TEXT EXCERPT:
Many of the so termed “Western” modalities are often extremely effective in managing and, in some cases, eliminating certain experiences and types of pain. These modalities, however, often carry significant side effects and risks and therefore must be incorporated intelligently and judiciously in order to not cause further harm to a person’s self-healing capacity which may already be impaired either by a disease process or by pain itself. Western medicine can be extremely effective in the treatment of short term pain. Its modalities are far less effective and frequently carry definite risks in the treatment of complicated and chronic pain problems. So called “Eastern” modalities are often far less harmful and the Eastern approaches often have more to offer in the promotion of health and well being.
On the Pain Management Forum for CRNAs, hypnosis as treatment of pain was discussed, would you share your view of hypnosis or other brain/consciousness approaches to pain management?
Yes. On the bottom line of human life all is energy and awareness, or consciousness. Penetrate this for yourself. Keep going and going and going until you get to the very bottom and this is what you will find. The ultimate (if we use that term in its most accurate sense) treatment of all suffering is to treat at this depth, the level of consciousness. One, however, cannot treat at this level unless they themselves are there and can experience it – are awake to it. Otherwise, it will make no sense. Additionally, of course, a patient must be at a level where they are receptive to this type of input.

INFORMATION:
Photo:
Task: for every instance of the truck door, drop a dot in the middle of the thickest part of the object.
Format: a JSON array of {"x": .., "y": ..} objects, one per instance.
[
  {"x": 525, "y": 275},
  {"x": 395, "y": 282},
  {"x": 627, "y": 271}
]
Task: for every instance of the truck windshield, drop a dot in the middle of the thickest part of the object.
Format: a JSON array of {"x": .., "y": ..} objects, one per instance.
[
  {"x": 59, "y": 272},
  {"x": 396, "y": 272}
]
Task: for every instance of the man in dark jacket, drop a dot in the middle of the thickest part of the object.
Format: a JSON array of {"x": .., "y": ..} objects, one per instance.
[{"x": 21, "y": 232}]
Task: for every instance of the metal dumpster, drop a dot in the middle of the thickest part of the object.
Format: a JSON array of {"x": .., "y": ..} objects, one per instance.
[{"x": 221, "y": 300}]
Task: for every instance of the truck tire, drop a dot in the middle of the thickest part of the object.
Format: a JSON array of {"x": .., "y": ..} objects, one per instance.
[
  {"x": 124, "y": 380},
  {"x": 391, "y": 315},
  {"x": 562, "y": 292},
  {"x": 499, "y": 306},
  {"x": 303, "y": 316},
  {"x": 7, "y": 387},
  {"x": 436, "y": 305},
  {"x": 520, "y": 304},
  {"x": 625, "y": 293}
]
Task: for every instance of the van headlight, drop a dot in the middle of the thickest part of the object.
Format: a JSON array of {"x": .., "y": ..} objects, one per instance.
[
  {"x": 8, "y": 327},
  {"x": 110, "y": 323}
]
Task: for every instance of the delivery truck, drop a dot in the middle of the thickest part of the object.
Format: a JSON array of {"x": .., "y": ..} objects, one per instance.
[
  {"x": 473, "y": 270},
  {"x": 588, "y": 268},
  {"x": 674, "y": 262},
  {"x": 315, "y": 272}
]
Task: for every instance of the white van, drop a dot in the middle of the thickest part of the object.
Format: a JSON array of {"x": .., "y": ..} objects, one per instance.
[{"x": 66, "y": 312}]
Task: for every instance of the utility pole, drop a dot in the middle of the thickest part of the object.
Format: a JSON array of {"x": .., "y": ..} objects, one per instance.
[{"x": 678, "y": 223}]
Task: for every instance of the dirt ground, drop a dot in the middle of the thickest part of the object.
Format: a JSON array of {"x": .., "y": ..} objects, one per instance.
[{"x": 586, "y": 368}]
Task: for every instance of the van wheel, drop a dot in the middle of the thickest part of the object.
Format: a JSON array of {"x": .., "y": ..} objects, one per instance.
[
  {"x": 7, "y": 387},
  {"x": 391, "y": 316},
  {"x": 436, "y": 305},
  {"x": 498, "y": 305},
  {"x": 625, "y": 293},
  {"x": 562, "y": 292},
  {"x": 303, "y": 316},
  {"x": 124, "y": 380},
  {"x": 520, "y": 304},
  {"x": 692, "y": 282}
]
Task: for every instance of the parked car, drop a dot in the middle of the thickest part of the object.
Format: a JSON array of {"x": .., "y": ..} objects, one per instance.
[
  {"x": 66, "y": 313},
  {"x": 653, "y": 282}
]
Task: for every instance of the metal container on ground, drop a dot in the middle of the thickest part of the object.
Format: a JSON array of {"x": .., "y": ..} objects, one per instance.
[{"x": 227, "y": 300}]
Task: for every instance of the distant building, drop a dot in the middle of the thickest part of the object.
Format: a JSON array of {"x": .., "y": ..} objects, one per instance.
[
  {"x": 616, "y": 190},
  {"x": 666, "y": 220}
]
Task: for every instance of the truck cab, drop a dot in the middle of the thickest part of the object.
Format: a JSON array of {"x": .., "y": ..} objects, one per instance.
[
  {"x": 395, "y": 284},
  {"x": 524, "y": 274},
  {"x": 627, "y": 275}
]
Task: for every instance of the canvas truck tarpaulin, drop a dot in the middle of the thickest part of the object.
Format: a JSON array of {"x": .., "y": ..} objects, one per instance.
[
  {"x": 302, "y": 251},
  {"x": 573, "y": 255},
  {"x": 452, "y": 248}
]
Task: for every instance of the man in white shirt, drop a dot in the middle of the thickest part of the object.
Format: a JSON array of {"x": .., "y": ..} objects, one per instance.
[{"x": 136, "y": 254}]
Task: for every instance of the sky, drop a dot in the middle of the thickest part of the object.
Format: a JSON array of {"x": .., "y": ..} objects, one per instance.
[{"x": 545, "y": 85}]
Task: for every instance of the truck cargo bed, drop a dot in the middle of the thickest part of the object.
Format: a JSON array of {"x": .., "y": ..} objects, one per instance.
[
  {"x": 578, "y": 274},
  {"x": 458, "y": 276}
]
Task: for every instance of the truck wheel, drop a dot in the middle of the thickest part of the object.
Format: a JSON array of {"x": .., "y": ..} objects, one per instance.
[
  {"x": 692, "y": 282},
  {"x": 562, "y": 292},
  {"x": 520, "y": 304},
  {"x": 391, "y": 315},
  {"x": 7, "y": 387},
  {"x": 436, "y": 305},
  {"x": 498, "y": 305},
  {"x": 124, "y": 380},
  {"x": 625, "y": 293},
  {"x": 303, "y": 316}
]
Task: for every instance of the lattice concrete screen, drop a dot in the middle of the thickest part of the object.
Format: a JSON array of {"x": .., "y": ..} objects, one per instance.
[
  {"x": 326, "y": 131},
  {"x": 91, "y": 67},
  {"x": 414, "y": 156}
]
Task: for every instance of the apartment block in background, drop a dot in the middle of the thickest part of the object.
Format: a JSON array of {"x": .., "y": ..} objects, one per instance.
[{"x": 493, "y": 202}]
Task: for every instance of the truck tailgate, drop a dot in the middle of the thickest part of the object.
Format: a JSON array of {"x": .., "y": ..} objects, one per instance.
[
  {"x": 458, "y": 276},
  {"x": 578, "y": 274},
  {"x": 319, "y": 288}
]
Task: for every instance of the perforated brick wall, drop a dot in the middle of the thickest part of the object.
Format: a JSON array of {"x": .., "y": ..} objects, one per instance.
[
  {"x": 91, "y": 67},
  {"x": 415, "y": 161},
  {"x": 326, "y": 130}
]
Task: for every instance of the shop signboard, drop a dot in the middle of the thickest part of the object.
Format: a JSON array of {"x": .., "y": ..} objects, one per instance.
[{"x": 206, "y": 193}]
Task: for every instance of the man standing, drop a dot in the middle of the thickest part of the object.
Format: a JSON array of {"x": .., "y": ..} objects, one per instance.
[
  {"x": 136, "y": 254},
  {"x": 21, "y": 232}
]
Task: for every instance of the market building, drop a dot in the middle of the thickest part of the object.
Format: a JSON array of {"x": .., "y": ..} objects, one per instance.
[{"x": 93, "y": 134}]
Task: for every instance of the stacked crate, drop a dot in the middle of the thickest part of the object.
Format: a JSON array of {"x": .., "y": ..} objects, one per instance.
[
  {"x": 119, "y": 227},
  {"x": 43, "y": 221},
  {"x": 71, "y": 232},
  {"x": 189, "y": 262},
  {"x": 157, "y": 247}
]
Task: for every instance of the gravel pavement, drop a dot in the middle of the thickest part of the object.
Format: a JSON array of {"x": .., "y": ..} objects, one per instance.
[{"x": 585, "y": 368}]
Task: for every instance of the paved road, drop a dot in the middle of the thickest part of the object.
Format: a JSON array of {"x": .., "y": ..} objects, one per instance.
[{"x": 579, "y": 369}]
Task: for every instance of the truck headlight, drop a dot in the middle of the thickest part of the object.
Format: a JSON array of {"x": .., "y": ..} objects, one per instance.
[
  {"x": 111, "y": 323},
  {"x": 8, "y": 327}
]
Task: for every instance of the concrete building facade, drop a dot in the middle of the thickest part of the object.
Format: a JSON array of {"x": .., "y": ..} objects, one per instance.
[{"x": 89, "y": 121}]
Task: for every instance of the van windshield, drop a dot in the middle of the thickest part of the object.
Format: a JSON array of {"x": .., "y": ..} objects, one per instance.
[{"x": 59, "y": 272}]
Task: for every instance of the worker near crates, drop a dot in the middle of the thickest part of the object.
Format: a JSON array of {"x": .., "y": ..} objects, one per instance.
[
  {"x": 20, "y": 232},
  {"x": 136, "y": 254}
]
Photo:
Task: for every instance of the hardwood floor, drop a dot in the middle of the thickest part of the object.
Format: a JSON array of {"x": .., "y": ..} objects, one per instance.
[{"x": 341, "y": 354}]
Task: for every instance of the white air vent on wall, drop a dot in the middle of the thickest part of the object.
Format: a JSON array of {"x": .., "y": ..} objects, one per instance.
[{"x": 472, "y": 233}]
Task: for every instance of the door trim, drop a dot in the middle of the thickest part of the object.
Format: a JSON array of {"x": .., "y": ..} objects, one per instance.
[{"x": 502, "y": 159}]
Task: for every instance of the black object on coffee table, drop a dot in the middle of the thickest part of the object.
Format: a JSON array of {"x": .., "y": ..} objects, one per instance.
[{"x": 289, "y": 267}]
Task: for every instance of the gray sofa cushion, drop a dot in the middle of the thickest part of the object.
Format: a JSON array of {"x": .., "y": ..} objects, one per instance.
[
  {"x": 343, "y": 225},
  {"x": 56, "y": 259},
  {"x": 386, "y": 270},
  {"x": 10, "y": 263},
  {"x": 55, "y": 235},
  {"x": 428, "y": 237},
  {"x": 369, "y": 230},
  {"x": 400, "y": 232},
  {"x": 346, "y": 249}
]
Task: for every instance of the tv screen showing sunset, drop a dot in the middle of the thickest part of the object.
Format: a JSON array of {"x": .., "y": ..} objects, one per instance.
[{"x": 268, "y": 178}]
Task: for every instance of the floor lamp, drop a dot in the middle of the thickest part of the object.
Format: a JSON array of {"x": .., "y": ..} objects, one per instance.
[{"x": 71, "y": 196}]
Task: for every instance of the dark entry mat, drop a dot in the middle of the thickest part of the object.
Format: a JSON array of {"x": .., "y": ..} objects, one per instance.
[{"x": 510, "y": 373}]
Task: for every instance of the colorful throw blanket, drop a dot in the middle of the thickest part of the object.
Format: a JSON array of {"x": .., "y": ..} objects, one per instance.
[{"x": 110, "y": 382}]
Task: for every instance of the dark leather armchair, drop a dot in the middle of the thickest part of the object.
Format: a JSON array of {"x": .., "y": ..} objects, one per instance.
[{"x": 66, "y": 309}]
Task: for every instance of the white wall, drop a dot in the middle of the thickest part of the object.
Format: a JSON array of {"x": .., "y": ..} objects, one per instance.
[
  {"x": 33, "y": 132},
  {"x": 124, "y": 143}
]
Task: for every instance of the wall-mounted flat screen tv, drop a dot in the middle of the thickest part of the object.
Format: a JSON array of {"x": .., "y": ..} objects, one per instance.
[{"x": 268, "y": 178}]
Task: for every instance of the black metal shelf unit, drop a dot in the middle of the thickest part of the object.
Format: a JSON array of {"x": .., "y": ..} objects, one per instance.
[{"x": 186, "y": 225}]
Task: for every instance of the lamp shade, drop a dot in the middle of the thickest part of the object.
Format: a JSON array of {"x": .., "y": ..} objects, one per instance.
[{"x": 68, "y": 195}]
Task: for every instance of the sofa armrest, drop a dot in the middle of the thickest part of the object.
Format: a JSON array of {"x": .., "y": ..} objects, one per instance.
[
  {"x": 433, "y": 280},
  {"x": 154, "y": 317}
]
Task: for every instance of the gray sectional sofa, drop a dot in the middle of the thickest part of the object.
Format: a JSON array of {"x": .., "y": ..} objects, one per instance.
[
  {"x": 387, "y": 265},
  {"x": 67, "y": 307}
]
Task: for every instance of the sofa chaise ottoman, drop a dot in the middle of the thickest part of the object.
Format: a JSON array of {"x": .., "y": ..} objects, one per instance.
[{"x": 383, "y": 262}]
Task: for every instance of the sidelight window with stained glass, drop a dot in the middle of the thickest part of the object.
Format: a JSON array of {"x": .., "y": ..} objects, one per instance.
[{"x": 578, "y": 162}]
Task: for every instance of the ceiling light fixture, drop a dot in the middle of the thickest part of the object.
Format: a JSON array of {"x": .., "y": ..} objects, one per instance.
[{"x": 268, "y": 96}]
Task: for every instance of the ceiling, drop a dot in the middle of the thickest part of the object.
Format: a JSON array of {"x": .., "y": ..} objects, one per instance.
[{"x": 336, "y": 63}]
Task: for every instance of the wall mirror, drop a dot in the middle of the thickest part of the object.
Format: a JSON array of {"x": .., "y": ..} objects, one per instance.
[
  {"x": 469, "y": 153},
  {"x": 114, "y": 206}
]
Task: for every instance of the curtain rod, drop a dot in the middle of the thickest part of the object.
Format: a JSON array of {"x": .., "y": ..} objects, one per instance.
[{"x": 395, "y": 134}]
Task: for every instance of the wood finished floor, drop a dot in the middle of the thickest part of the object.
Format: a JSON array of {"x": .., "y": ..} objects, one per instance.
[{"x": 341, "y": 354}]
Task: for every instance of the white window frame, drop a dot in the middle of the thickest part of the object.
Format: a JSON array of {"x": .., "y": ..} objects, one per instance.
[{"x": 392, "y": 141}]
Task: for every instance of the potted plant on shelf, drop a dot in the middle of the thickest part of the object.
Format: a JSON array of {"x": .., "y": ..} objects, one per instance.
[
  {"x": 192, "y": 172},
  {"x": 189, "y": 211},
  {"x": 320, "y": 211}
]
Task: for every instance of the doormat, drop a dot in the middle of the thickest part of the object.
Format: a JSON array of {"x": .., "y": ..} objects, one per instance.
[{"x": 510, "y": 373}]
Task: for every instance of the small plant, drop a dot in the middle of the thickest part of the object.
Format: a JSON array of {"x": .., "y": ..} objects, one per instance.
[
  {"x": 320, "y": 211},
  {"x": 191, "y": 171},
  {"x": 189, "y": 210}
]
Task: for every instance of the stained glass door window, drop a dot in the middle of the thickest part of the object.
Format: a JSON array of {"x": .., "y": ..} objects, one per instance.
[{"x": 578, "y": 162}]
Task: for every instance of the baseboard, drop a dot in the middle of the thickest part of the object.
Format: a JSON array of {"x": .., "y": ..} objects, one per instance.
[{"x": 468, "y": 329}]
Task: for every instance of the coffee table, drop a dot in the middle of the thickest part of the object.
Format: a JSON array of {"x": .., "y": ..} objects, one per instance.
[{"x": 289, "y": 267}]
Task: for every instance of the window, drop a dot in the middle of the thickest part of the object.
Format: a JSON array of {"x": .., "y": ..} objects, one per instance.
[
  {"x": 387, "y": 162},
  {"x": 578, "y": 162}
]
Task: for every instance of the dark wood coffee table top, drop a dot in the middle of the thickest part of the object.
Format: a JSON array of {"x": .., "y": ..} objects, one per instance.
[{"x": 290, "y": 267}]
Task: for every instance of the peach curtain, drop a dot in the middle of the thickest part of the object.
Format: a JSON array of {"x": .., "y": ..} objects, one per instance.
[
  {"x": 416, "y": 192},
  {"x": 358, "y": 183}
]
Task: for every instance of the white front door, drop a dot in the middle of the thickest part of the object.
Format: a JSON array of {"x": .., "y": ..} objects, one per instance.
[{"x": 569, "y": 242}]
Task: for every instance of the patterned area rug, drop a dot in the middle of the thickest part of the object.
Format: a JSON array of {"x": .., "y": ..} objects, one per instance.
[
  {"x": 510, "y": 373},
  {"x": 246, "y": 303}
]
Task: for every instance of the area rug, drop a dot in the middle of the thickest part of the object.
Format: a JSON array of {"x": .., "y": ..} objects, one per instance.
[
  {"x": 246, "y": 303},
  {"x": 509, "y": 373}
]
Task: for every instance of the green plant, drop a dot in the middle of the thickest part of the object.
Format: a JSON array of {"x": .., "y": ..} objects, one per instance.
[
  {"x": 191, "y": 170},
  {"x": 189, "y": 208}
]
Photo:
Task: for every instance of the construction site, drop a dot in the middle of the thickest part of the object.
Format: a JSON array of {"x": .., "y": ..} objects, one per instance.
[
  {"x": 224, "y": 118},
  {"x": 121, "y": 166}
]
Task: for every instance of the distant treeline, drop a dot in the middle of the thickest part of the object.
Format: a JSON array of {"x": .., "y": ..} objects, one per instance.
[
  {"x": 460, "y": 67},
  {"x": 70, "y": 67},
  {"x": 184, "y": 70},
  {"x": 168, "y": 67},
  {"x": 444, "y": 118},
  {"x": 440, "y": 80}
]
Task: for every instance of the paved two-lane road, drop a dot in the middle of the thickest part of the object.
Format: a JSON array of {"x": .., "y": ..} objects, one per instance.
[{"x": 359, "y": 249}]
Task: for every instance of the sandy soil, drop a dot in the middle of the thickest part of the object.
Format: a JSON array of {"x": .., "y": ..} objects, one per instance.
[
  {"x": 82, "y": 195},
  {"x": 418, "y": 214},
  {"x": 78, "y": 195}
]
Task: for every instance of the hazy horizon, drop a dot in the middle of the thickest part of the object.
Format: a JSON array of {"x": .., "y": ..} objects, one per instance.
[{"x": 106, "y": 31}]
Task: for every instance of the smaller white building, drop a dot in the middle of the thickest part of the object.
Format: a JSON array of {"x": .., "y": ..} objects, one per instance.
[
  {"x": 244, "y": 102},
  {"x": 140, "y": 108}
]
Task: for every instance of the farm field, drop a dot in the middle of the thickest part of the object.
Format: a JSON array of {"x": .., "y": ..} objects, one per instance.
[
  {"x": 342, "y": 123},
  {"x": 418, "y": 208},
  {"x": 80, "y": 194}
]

ASSIGNMENT A:
List the terms the text on pain management uses for what all of human life comes down to on its bottom line.
ASSIGNMENT B:
Carry on the text on pain management from the end of its last sentence.
The records have nothing to do with the text.

EXERCISE OUTPUT A:
energy, awareness, consciousness

EXERCISE OUTPUT B:
How do you foresee the economic future of pain management developing for CRNA pain practitioners and what should CRNAs be doing to ensure this development?
We are at a crossroads. Unless many CRNAs wake up and see – really see! – and embrace that anesthesiology is itself pain management, CRNAs will be relegated to a type of operating room technician. Not that there is anything wrong with those who hold the title of “operating room technician”; this is not at all a judgment about those who function extremely well in this capacity. It simply means that we will have lost a true professional identity. Human pain management is much broader than the operating room, obstetrical theatre or areas where sedation is administered. When we see and embrace that on a large scale we will assume our rightful place as true pain specialists. This remains to be seen.
What advice would you offer for those CRNAs that have an interest pursuing pain management?
I would say that they must fundamentally see themselves as a specialist in pain. This must be their internal professional identity. Then one must get thorough training in both diagnosis and treatment.
The NAPES seminars have been very well received, but nothing offers the depth and hands-on experience that you provided with your CRNA pain management rotations in the 1990’s. How do you envision formal CRNA pain management evolving over the next decade, first ideally and then realistically?
Yes, you are correct. The NAPES seminars have been very well received and the three of us who have served as faculty have thoroughly enjoyed all of them.
Ideally I would like to see a formal comprehensive pain fellowship for CRNAs developed through a large hospital based integrative medicine facility where CRNAs would be trained and acquire skills in comprehensive pain diagnosis and treatment. Realistically – if we can successfully move beyond the crossroad point that we are at – I envision more of a distance learning and multiple clinical site experience all coordinated by CRNAs, and hopefully certain select physicians, who are all experts in pain management.
Thank you very much, Jeremiah. Your contribution to nurse anesthesia and in particular pain management is an inspiration to all of us.